作業内容:
表示テキストのうち「本書では、各国の文学における」で始まる段落を、主な事実を残して箇条書きで簡潔にまとめること。

表示テキスト:
---------------

小説が読者に現れるのは「読む」という近景においてでしかない。これまでの文学研究はその近景体験を踏まえた上での定性分析であり、読まれていない無数の小説を切り捨て、読まれるに値する少数の小説を俎上に乗せてきた。それに対して著者は敢えて「読まない」定量分析をする。そして形態分析、即ち「精読なきフォルマリズム」つまり「遠読」。しかしまだ手探りの段階であり、この著作から読み取れるものはまだ偉大な発見よりも多様な可能性というレベルであるように思われた。とはいえ村上春樹的な「時の試練に耐える小説」の定量的検討は甲斐有。

2016/09/13

konomichi

何度も挫折して、今回ようやく読了。文学史研究者による世界文学をシステムとして捉え、データ分析を取り入れた永年の研究路程。この分野に素養が皆無で前半は辛かったが後半は面白い。文学史にダーウィンの進化論を取り込んで、文学史に残った作品と消えた作品を比較したり、文学素養がなくても楽しめる。今後の研究に期待したいが、その前に本著の前著、『グラフ、地図、樹』の邦訳をはよ。

2017/05/14

へんかんへん

物語の図式化が面白い

2017/11/29

Nobody1

文学史、そして世界文学へのアプローチとして出現した「遠読」という方法論は、計量的アプローチを取り込み発展した。自分がこういう方法論を取るかどうかはともかく、モレッティがしていることは面白いし意義のあることだと思う。遠読と精読が両輪のように絡み合いながら文学の世界が豊かになっていけばよいと思う。

2017/09/05

鵐窟庵

本書では、各国の文学における共時的・通時的な盛衰や流行の影響関係を〈世界文学システム〉として分析を試みている。著者が参照するのはウォーラーステインの近代世界システムと生物学における進化系統樹と構造主義である。文学の盛衰の中心と周縁の関係や、内容とは独立したプロットや手がかりによる流行の対決関係、一つの作品内での登場人物のネットワークなどの様々な視点から文学空間を論じている。それらは文学の形式、地理学、類型に世界的に普遍的な有機体的なシステムでもある。しかし、アジアの位置付けは付随的で不足感が見られた。

---------------

データ行:
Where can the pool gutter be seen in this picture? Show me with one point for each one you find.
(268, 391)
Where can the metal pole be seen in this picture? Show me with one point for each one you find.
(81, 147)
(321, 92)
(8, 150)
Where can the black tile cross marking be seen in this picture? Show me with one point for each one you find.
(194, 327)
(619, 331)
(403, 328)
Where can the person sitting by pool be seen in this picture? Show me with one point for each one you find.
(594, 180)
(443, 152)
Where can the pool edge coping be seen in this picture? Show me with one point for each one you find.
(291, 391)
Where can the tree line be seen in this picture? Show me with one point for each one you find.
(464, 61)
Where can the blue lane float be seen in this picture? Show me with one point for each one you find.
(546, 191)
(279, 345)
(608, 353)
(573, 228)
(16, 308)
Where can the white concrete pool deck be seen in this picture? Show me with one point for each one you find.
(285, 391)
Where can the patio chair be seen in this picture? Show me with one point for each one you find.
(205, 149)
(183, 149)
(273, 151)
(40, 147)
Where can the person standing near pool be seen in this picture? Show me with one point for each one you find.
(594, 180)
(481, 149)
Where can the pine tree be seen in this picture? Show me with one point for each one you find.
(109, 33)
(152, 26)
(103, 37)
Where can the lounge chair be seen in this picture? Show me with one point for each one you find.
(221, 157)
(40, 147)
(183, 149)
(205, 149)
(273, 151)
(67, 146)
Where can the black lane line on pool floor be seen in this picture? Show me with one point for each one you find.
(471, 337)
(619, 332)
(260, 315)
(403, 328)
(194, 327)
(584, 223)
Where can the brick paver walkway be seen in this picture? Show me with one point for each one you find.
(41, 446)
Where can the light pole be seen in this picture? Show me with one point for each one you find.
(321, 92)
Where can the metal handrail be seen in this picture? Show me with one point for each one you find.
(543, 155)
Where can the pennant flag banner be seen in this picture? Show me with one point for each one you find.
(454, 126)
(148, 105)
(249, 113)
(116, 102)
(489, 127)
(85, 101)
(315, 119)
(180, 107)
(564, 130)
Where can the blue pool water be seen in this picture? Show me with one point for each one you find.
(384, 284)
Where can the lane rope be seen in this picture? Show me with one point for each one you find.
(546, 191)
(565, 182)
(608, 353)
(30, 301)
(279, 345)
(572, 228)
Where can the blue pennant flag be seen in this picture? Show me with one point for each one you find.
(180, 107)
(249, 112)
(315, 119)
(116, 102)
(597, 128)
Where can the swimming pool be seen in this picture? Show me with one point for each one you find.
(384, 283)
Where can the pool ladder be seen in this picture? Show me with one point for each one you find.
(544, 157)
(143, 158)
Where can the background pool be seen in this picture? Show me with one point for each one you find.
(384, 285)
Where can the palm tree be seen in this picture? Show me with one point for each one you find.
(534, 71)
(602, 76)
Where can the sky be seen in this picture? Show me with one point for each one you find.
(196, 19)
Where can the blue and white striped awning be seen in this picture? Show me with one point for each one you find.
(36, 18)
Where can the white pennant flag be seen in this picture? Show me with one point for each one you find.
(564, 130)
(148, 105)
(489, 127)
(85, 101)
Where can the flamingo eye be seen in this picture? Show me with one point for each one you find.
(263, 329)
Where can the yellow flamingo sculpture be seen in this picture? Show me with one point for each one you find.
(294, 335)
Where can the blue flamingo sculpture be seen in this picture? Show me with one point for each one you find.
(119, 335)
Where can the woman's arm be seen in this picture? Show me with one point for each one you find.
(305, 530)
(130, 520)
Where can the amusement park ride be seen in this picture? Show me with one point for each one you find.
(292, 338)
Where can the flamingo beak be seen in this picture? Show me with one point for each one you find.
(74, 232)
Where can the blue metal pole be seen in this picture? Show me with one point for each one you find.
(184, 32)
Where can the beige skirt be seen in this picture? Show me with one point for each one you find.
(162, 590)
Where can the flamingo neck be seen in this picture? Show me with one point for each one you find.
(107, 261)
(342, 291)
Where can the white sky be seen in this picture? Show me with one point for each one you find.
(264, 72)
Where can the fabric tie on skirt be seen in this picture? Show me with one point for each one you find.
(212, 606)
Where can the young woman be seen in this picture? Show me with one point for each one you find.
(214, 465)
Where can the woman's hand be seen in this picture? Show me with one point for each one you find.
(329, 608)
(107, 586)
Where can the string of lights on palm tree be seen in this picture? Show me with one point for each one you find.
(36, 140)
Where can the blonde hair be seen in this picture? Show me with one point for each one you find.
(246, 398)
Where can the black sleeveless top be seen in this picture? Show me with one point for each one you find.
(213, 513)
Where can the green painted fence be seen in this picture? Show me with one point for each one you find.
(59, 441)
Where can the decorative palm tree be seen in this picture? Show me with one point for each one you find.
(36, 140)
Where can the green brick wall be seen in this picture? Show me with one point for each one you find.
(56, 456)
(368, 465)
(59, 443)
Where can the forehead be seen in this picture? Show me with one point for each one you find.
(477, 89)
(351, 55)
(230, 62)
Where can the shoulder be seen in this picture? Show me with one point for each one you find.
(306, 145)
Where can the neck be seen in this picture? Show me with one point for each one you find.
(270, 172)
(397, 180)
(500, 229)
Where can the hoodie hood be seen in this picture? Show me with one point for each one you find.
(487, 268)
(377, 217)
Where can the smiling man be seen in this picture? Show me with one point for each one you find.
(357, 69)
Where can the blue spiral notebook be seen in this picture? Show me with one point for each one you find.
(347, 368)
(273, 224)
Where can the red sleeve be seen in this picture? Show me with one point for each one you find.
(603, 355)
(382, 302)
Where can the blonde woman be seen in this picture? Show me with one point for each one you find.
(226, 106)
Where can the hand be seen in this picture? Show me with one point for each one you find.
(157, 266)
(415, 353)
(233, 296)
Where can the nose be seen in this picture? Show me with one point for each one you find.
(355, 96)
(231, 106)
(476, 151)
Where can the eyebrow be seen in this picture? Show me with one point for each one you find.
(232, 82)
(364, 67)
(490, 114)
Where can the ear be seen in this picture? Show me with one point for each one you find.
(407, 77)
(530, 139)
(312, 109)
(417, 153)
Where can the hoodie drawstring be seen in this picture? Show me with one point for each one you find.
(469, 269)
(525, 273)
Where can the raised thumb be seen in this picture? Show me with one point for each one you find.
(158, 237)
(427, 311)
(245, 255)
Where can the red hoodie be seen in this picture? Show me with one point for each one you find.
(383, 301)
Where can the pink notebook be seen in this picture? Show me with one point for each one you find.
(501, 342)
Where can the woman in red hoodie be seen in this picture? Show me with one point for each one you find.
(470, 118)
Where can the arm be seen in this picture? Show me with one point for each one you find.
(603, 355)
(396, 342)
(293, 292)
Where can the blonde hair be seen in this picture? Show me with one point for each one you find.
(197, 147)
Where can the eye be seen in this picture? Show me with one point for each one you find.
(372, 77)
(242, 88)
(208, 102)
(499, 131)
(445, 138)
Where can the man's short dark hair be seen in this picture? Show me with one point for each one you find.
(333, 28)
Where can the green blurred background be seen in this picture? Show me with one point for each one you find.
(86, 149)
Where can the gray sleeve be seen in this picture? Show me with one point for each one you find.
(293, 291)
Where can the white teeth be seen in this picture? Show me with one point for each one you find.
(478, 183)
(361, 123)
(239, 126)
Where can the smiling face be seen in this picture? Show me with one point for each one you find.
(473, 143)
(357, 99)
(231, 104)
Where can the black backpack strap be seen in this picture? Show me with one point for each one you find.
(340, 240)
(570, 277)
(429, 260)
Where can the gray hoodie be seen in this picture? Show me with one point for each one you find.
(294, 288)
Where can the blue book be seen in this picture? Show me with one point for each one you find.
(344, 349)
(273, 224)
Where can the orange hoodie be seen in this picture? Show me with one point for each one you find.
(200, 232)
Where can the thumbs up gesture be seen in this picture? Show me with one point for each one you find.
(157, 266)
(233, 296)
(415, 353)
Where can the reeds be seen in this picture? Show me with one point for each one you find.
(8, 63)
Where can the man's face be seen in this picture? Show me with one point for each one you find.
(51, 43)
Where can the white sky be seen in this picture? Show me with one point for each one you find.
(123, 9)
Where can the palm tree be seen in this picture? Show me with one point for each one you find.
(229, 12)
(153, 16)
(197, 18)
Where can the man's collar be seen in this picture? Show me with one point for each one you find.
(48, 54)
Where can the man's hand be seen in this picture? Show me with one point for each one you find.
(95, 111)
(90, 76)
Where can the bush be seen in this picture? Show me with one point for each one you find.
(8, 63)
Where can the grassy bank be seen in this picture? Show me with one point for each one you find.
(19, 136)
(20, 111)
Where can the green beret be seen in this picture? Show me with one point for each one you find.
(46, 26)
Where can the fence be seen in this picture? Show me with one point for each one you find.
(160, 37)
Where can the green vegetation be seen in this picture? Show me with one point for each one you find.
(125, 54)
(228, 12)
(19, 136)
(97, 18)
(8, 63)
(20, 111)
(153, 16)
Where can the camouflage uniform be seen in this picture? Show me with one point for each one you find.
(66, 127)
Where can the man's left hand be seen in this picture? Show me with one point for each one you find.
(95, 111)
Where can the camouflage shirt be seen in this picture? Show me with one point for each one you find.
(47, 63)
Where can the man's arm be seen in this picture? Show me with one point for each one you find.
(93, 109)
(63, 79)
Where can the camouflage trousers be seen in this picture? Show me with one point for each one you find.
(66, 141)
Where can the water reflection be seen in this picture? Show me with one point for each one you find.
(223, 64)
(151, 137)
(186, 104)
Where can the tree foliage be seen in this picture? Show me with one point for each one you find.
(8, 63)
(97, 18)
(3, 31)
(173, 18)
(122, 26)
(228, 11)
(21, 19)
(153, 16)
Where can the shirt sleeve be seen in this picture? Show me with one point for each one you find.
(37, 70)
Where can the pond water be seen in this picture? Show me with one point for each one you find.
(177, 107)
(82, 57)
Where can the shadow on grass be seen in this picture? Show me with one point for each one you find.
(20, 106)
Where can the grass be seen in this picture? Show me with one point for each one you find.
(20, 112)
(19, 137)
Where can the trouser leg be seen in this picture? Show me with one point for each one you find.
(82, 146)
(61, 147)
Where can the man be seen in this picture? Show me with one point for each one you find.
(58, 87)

---------------

完全な回答:
- 本書は、各国の文学の共時的・通時的な盛衰や流行の影響関係を〈世界文学システム〉として分析しようとしている。
- 著者が参照するのは、ウォーラーステインの近代世界システム、生物学の進化系統樹、構造主義である。
- 文学の盛衰における中心と周縁の関係、内容とは独立したプロットや手がかりによる流行の対決関係、一作品内の登場人物のネットワークなど、さまざまな視点から文学空間を論じている。
- それらは、文学の形式・地理学・類型において世界的に普遍的な有機体的システムでもある。
- ただし、アジアの位置付けは付随的で、不足感がある。